§ **Task requirements**:
All entries are to be retyped without alteration.

(Natural language region descriptions)
^^^^

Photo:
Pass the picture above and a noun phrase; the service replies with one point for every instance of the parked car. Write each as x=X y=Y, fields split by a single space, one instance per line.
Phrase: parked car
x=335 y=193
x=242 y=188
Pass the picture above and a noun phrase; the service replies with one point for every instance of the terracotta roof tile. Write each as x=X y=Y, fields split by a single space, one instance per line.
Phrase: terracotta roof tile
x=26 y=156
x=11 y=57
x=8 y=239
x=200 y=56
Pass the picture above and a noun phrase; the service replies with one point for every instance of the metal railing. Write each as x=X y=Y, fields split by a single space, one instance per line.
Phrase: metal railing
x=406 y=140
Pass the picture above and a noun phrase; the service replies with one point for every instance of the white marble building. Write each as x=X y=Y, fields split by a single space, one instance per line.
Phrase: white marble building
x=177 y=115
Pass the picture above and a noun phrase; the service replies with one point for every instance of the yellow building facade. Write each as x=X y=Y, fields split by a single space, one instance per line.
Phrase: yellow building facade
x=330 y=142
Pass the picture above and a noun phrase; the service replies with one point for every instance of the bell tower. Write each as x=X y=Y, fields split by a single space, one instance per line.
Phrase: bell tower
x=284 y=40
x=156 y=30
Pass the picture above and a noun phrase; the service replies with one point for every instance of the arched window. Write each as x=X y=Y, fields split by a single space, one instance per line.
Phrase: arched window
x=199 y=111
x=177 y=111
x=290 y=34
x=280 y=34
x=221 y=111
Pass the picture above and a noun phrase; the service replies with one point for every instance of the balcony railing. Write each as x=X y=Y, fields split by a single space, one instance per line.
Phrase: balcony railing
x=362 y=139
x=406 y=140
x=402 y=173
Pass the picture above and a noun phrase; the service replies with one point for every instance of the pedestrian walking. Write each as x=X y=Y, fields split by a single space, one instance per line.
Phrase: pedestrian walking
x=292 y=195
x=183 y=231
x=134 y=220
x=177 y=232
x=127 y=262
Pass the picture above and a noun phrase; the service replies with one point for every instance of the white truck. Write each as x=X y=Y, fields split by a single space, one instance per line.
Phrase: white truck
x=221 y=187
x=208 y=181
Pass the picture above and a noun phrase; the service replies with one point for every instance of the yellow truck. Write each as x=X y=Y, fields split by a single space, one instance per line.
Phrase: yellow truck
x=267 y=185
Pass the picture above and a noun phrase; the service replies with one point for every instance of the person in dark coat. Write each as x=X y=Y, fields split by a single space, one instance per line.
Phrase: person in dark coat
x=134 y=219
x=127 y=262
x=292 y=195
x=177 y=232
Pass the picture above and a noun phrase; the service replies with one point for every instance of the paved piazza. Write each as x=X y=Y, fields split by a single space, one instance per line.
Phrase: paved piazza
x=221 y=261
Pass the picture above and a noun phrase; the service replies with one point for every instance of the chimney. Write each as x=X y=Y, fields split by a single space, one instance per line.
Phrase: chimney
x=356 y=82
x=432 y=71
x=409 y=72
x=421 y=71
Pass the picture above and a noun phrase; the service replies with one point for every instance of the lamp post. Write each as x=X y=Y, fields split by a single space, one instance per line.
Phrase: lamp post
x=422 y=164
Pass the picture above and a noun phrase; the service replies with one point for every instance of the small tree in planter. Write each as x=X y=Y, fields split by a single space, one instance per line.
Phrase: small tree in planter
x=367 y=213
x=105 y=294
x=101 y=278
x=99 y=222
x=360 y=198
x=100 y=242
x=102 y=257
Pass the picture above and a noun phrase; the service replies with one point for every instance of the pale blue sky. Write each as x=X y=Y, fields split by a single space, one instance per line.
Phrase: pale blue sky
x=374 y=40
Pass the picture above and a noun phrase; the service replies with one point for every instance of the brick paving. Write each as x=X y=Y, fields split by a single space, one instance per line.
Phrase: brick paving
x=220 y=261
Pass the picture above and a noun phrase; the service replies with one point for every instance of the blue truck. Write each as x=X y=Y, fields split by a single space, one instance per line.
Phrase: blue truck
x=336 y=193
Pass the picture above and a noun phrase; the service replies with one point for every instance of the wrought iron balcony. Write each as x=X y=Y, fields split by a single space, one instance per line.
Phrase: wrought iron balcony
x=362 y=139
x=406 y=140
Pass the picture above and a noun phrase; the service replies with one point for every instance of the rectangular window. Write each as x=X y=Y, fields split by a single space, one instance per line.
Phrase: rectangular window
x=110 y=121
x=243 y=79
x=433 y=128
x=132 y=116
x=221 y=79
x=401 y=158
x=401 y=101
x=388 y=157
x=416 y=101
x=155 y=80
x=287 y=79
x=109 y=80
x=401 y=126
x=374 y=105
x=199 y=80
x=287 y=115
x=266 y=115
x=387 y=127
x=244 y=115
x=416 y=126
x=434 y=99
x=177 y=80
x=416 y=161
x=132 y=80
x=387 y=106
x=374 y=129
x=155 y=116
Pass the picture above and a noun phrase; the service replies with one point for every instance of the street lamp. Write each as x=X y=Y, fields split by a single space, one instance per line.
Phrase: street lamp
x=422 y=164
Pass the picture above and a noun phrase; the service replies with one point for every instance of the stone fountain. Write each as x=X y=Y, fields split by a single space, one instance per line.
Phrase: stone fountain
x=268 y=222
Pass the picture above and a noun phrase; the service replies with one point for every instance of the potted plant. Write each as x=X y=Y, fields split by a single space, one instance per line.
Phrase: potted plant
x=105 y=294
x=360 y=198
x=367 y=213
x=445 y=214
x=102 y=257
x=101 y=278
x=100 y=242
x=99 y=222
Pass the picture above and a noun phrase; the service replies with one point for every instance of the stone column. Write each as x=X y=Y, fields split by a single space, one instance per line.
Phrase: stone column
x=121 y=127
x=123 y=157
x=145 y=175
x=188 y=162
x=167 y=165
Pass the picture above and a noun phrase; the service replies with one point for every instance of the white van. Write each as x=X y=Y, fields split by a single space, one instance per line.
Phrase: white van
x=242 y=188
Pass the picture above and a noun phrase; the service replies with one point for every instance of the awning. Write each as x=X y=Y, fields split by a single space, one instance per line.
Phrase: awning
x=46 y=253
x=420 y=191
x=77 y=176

^^^^

§ **Task answer**:
Photo:
Pass the picture above and a noun phrase; the service replies with one point for every instance of the parked car. Write each as x=X y=Y, fields split by a single space, one instance per line.
Phrase: parked car
x=335 y=193
x=242 y=188
Pass the picture above and a noun phrase; the service replies with one point for every instance of the terracotta roof tile. Write each as x=X y=Y, fields split by a single space, one instance per line.
Phrase: terracotta roof tile
x=26 y=156
x=11 y=57
x=8 y=239
x=200 y=56
Pass the picture above and a noun phrase; the service replies with one point for every instance of the metal railing. Write each as x=X y=Y, fields split by a single space, one instance per line.
Phrase: metal railing
x=406 y=140
Pass the picture above and a noun phrase; the service replies with one point for every instance of the white marble building. Write each as x=X y=Y, fields split by a single space, one instance per line.
Phrase: white marble building
x=177 y=115
Pass the picture above and a noun phrase; the service replies with one point for every instance of the yellow building facade. Write each as x=X y=Y, fields split by a single space, one instance per line.
Phrase: yellow building facade
x=330 y=142
Pass the picture above and a noun phrase; the service replies with one point for every instance of the bell tower. Write each as x=X y=Y, fields split by a single space, one instance per line.
Phrase: bell tower
x=284 y=40
x=156 y=30
Pass the picture above and a noun phrase; the service replies with one point for every instance of the arched window. Write each as x=X y=Y, fields split by a single space, one instance per line.
Phrase: arched window
x=199 y=111
x=177 y=111
x=290 y=34
x=280 y=34
x=221 y=111
Pass the picture above and a noun phrase; the service replies with one point for every instance of the balcony railing. Write each as x=X y=Y, fields split by a single space, one instance per line.
Phrase: balcony railing
x=362 y=139
x=406 y=140
x=402 y=173
Pass the picture above and a noun phrase; the service replies with one point for every instance of the pedestrian walking. Write each as x=X y=Y, fields split by a single space, one instance per line.
Phrase: pedestrian walking
x=292 y=195
x=183 y=231
x=134 y=220
x=177 y=232
x=127 y=262
Pass the picture above and a noun phrase; the service replies with one point for every instance of the white truck. Write each as x=X y=Y, fields split by a single space, one instance per line.
Phrase: white truck
x=221 y=187
x=208 y=181
Pass the picture above and a noun phrase; the service replies with one point for every instance of the yellow truck. Write each as x=X y=Y, fields split by a single space, one instance per line.
Phrase: yellow truck
x=267 y=185
Pass the picture above and a noun phrase; the service replies with one point for every instance of the person in dark coat. Write each as x=X y=Y, fields split by a single space, one instance per line.
Phrase: person in dark coat
x=134 y=219
x=127 y=262
x=292 y=195
x=177 y=232
Pass the picture above and a noun phrase; the service replies with one point for every instance of the paved piazza. Write each as x=X y=Y, fields split by a single space, one instance per line.
Phrase: paved piazza
x=221 y=261
Pass the picture above and a noun phrase; the service replies with one point for every instance of the chimney. Write each as x=X y=Y, fields split by a single space, one instance per line.
Phrase: chimney
x=356 y=82
x=432 y=71
x=409 y=72
x=421 y=71
Pass the picture above and a noun phrase; the service replies with one point for every instance of the lamp post. Write each as x=X y=Y, fields split by a single space, one instance per line.
Phrase: lamp post
x=422 y=164
Pass the picture above and a noun phrase; the service replies with one point for every instance of the small tree in planter. Write each as x=X y=Y, fields split by a single space, one instance per line.
Phrase: small tree in planter
x=367 y=213
x=105 y=294
x=101 y=278
x=99 y=222
x=360 y=198
x=100 y=242
x=102 y=257
Pass the picture above and a noun phrase; the service replies with one point for every instance of the pale blue sky. Write each as x=X y=Y, fields split by a single space, one instance per line.
Phrase: pale blue sky
x=374 y=40
Pass the picture above and a noun phrase; the service replies with one point for every instance of the brick paving. Write each as x=X y=Y, fields split by a single space, one instance per line.
Phrase: brick paving
x=220 y=261
Pass the picture above and a noun phrase; the service replies with one point for every instance of the blue truck. Write each as x=X y=Y, fields split by a single space, one instance per line.
Phrase: blue truck
x=336 y=193
Pass the picture above and a noun phrase; the service replies with one point for every instance of the wrought iron balcony. Write each as x=X y=Y, fields split by a single space, one instance per line.
Phrase: wrought iron balcony
x=362 y=139
x=406 y=140
Pass the picture above and a noun phrase; the service replies with one point for every instance of the rectangular window. Write each as x=X y=Y, fields split by a single space, one instance per line.
Phrase: rectangular window
x=110 y=121
x=243 y=79
x=433 y=128
x=132 y=116
x=221 y=79
x=401 y=158
x=401 y=101
x=388 y=157
x=416 y=101
x=155 y=80
x=287 y=79
x=109 y=80
x=401 y=126
x=374 y=105
x=199 y=80
x=287 y=115
x=266 y=115
x=387 y=127
x=244 y=115
x=416 y=126
x=434 y=99
x=177 y=80
x=416 y=161
x=132 y=80
x=387 y=106
x=374 y=129
x=155 y=116
Pass the picture above and a noun phrase; the service replies with one point for every instance of the street lamp. Write each as x=X y=Y, fields split by a single space, one instance per line.
Phrase: street lamp
x=422 y=164
Pass the picture above and a noun phrase; the service replies with one point for every instance of the stone fountain. Write each as x=X y=Y, fields split by a single space, one instance per line.
Phrase: stone fountain
x=268 y=222
Pass the picture above and a noun phrase; the service replies with one point for every instance of the potted plant. Write each as x=X y=Y, fields split by a single space, one instance per line.
Phrase: potted plant
x=105 y=294
x=360 y=198
x=367 y=213
x=445 y=214
x=102 y=257
x=101 y=278
x=100 y=242
x=99 y=222
Pass the picture above and a noun phrase; the service replies with one point for every instance of the stone column. Write each as x=X y=Y, fields split by a single space, one instance per line.
Phrase: stone column
x=121 y=127
x=123 y=157
x=145 y=175
x=188 y=162
x=167 y=165
Pass the picture above and a noun phrase; the service replies with one point for every instance of the white van. Write each as x=X y=Y, fields split by a single space, one instance per line.
Phrase: white van
x=242 y=188
Pass the picture above and a noun phrase; the service replies with one point for every instance of the awning. Write each as x=X y=Y, fields split by a single space, one instance per line.
Phrase: awning
x=46 y=253
x=420 y=191
x=77 y=176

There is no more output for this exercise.